→ **SOURCE EXTRACT**
########################################

The use of chemical pesticides and fertilizers, construction of developments where certain plants have long been harvested, and introduction of non-native and often invasive species have had profound effects not only on basketry but also on the health of the weavers themselves. Kelly Jean Church discusses one current threat and the responses of Native weavers: “In the summer of 2002, a foreign bug called the Emerald Ash Borer was brought into Michigan by a ship from China. This proved to be devastating to our people. The bug eats the inside of the black ash tree, and bores its way throughout the tree, eventually killing the tree altogether. We share what we learn with other Native communities in hopes of saving our black ash trees from dying out, which would also take away our chances of teaching many future generations basket weaving with our native trees.”
"We try to take care of the plants, to take
care of the land, always remember that our people were the first caring for the land and remember that always, no matter what other people do, our duty is to take care of the plants". —Theresa Jackson (Washo)
Native weavers are careful and concerned stewards of plant resources. They have deep and abiding respect for the land and extensive knowledge of how to harvest and care for plants in order to sustain healthy growth and insure the availability of these precious resources far into the future. “I never pick more than needed and leave the area looking the same as upon arrival,” explains Deborah E. McConnell. “I don’t gather in another tribe’s area unless invited. If the land is managed by public land managers, I believe that it is the right of the original people to say it is okay to gather there.” Similarly, weaver Gladys Grace emphasizes the importance of stewarding not just plants, but the knowledge of how to gather and use them: “We need to be aware that we need to protect the lauhala [pandanus leaves] and the weaving,” she notes. “We need to be careful who we teach.”
"When I start to make my baskets, I like to burn sweetgrass and I always talk to my late grandmother, my mother (who was proud of me for doing baskets carrying on the tradition), and my godmother, and thank them for my skills—and when my basket is complete I thank them again.” —Sheila Ransom (St. Regis Mohawk)
The production and use of baskets are intrinsically linked to an array of other aspects of cultural knowledge, beliefs, and practices in Native communities. Baskets often figure prominently in creation stories and trickster tales, and in some communities the Basket Ogre or Basket Woman is a being to be treated with respect, caution, and even fear. Traditional stories and clan symbols are woven into basket designs, as weaver Peggy Brennan (Cherokee) recalls, “The clan symbols woven into mats and baskets identified who we were. When we attended a council meeting, our mat with the clan symbols hung above us and we sat on a mat with our symbols. By keeping the designs alive in our baskets, we are remembering our past.” Native beliefs often determine the shape and form of the baskets. “Baskets must always have an opening in them—the spirit line,” explains maker Agnes Gray (Navajo). “For traditional ceremonies it’s to let the bad stuff out. Story baskets need spirit lines too.”
Basket dances incorporate choreography that mimics the motions of weaving, and the dancers hold special baskets or wear woven hats and clothing. Among the Northern Paiute and Washo, Norm DeLorme explains, “Traditionally the Basket Dance is taken from our traditional Spring Ceremony when Indian foods and seeds are offered and scattered back to the land.… In the spring my family has a Spring Ceremony to bless family baskets.” In other cases, as weaver Karen Reed (Chinook and Puyallup) describes, songs and dances are part of the weaving process: “When I first learned to weave from Anna Jefferson, I was taught to place my plaited bottom on the floor and to dance on it and sing to it. I sing a song that came to mind and have sung it ever since.”

########################################

→ **PROBLEM**
In the passage on Native basketry, what name does Agnes Gray give to the opening that baskets must always have? The listing that follows is not needed for this work.

########################################

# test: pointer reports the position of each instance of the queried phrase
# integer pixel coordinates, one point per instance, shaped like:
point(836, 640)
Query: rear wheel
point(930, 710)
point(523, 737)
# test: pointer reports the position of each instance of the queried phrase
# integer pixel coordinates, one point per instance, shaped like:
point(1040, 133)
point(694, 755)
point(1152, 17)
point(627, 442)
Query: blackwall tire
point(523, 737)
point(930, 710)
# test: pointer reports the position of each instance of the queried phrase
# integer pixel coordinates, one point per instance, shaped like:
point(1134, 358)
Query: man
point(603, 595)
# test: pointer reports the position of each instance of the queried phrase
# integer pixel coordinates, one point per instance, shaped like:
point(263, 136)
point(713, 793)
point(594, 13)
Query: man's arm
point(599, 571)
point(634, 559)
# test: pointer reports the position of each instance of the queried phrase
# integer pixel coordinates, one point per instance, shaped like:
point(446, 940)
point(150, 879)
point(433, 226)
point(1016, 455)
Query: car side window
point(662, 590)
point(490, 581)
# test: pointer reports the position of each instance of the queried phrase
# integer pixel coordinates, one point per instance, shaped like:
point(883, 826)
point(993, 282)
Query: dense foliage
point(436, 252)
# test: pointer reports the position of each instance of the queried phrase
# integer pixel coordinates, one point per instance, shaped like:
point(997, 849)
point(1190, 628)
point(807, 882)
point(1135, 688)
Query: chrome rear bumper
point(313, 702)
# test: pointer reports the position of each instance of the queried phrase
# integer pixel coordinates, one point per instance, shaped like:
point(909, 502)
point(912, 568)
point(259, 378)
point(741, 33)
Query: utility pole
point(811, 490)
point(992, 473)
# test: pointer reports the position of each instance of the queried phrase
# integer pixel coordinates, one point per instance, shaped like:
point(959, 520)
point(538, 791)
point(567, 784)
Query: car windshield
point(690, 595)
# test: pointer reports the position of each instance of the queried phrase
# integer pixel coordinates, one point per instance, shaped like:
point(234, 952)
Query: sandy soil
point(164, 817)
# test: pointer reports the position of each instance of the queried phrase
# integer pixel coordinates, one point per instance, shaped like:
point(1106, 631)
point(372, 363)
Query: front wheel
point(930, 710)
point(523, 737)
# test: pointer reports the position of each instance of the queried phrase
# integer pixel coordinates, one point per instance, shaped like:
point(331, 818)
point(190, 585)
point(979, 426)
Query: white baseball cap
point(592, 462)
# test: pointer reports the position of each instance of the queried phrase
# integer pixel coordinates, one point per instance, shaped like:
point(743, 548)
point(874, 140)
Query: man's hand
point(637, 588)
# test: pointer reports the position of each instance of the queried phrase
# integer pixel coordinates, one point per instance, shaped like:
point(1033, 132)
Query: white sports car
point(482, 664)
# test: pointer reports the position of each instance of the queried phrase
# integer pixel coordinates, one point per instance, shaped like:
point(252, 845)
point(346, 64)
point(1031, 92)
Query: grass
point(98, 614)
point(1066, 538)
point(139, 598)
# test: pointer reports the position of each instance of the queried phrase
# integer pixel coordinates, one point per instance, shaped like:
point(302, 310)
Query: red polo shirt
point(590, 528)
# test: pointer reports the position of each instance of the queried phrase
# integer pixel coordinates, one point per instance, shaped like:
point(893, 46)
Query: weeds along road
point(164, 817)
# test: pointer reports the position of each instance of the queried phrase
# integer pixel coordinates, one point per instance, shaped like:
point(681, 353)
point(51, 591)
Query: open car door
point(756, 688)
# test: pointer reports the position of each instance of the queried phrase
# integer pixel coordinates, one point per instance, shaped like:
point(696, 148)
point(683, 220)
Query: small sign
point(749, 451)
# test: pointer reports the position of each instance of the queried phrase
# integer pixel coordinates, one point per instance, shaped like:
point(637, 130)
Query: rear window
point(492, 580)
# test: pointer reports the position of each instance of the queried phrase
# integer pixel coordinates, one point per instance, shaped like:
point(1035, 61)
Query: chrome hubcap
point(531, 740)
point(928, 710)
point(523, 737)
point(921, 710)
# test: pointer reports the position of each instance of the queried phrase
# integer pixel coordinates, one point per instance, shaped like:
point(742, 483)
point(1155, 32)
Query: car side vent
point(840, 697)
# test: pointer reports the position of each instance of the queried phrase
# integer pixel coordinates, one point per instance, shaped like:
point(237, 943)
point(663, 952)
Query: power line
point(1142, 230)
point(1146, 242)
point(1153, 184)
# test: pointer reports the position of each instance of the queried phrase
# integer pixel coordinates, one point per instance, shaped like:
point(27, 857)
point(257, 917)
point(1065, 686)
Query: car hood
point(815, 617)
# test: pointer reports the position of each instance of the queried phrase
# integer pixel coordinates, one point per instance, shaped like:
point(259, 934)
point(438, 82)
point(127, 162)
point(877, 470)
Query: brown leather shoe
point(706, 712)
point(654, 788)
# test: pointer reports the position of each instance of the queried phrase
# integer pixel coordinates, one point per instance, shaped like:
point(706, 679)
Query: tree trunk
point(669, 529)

########################################

→ **SOLUTION FOR THIS PROBLEM**
The spirit line.